Many of Europe’s leading sires are represented, including Galileo, Danehill Dancer, and New Approach, while there is also representation from top American sires such as War Front and Kitten’s Joy.
Stand-outs on paper include a Galileo three-parts sister to Irish Derby winner Frozen Fire (Lot 99), a brother to Breeders’ Cup Juvenile Turf winner Pluck (Lot 13), a Speightstown colt out of 1,000 Guineas heroine Sleepytime (Lot 22), an Oasis Dream filly out of G1 winner Sweet Stream (Lot 29) and a Smart Strike colt out of top American filly Diamondrella (Lot 85).
Willie Browne’s Mocklershill has topped the consignors’ standings since 2004 and sends 13 two-year-olds to Newmarket this time around, including those by War Front, Blame, and Fastnet Rock.
“I have a good bit of quality, they’re a good bunch, so I’m hopeful,” Browne said. “But they’ve got to go out and do it on the track, and it’s starting to get very speed orientated - a lot of people are timing them now.”
Last year’s sale returned an average of 89,660 gns, an improvement of 22 per cent, leading McCalmont to comment: “I've done Keeneland, Barretts, and Palm Meadows [Fasig-Tipton] this year and this is the strongest sale I've been to."
His view is echoed by agent Tom Malone, who purchased Caspar Netscher for 65,000 gns with Alan McCabe in 2011.
“It was a very strong sale last year. The appetite for the game seems to be increasing all the time,” Malone said.
“Times have a massive bearing on how these horses sell now. So some can slip through. I bought a nice horse last year, Red Primo, who won first time out last week for 27,000 gns - he did a nice time without going really fast and he slipped under the radar. So they still can be bought.
“I like the Craven. Plenty of winners always come out of it.”
On April 29, the focus will switch to France when Osarus, in whom Tattersalls formed an alliance in November 2012, stage their breeze-up sale in Pornichet.

SET EXERCISE — Please answer from the breeze-up sale text: how many two-year-olds does Mocklershill send to Newmarket? The items below come from a separate source and are unrelated to the breeze-up sale text.

RECORD EXTRACTS —
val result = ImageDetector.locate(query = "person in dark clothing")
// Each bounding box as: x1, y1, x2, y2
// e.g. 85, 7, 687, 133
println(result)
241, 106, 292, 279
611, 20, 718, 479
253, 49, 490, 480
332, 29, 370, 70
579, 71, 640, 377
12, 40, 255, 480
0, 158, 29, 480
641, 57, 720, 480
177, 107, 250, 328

ANSWER BELOW — 13